Where does the word "blue" show up in the records? Copy every line that has it.

Data entries
—————

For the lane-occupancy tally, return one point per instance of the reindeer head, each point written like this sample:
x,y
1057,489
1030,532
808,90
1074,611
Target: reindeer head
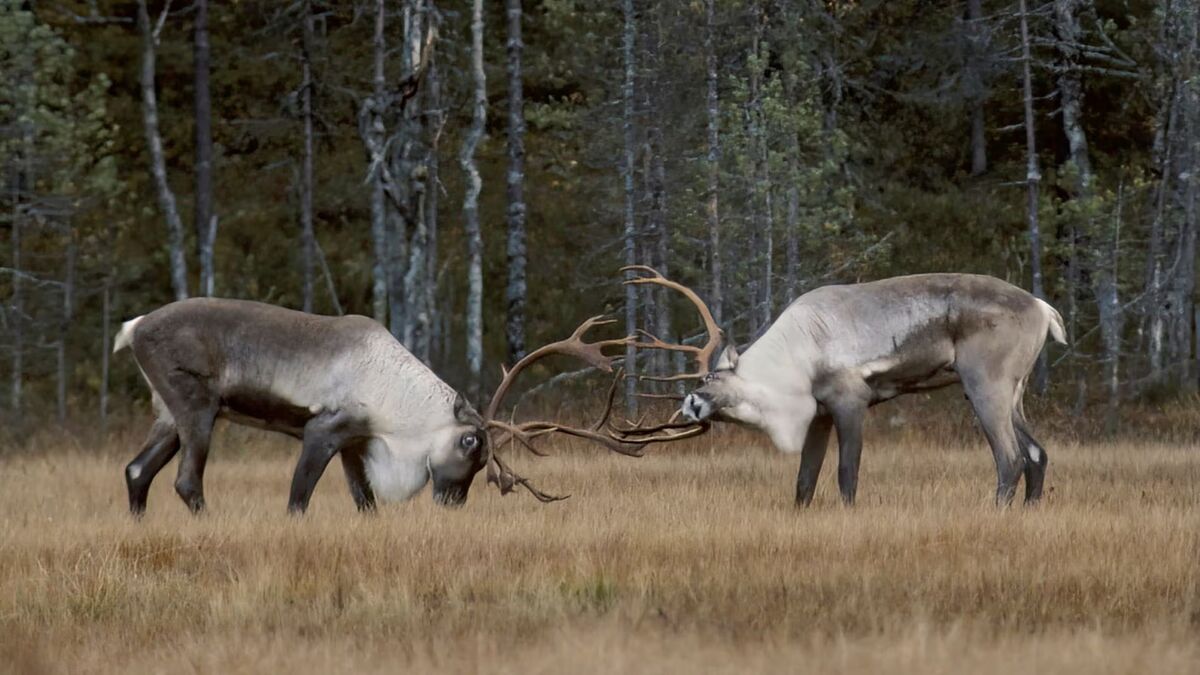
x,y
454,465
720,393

—————

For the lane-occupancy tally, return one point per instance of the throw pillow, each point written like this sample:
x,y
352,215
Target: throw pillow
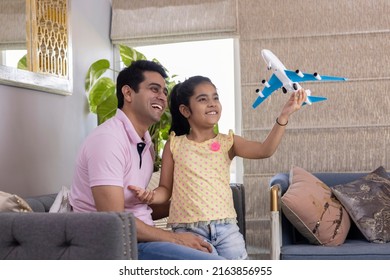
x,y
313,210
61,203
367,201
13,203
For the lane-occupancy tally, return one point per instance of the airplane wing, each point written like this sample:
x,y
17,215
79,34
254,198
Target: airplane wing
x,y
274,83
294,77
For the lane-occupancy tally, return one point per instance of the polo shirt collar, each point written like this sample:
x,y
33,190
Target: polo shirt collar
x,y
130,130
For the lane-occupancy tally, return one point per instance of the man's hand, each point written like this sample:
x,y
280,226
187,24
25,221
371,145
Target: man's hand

—————

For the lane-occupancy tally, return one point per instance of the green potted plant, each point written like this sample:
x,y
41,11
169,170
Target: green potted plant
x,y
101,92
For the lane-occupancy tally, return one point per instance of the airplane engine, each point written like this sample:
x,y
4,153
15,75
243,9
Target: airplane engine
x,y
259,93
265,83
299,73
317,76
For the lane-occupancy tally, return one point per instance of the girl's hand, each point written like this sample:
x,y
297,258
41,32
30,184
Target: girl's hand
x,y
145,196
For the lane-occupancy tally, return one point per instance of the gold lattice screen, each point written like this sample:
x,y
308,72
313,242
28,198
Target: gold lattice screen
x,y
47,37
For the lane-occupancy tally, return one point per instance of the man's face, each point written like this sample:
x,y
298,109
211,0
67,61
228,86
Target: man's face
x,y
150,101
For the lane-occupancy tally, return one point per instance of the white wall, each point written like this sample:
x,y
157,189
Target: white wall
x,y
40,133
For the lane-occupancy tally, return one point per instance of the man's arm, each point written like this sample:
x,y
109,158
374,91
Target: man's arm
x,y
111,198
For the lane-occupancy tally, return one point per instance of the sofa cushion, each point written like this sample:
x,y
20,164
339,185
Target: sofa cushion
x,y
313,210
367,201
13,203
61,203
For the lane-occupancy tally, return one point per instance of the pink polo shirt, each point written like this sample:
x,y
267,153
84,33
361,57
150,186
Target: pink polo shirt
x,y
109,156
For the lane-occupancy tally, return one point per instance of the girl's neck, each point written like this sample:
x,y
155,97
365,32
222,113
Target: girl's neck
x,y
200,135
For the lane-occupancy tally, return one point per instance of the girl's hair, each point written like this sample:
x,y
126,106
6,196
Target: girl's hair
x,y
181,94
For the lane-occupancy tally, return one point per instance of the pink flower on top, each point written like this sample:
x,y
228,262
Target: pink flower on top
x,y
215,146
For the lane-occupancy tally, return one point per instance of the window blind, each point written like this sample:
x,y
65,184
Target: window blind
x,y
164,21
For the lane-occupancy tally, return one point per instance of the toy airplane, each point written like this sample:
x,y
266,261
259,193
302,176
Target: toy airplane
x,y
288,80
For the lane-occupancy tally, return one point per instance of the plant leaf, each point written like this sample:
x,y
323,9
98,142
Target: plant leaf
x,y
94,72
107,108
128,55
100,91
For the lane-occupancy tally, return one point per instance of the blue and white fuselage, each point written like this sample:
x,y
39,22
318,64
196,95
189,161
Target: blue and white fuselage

—————

> _Exercise response_:
For the lane-occupancy tally, return one point per instance of the blue and white fuselage, each point written like this sample:
Target: blue and white fuselage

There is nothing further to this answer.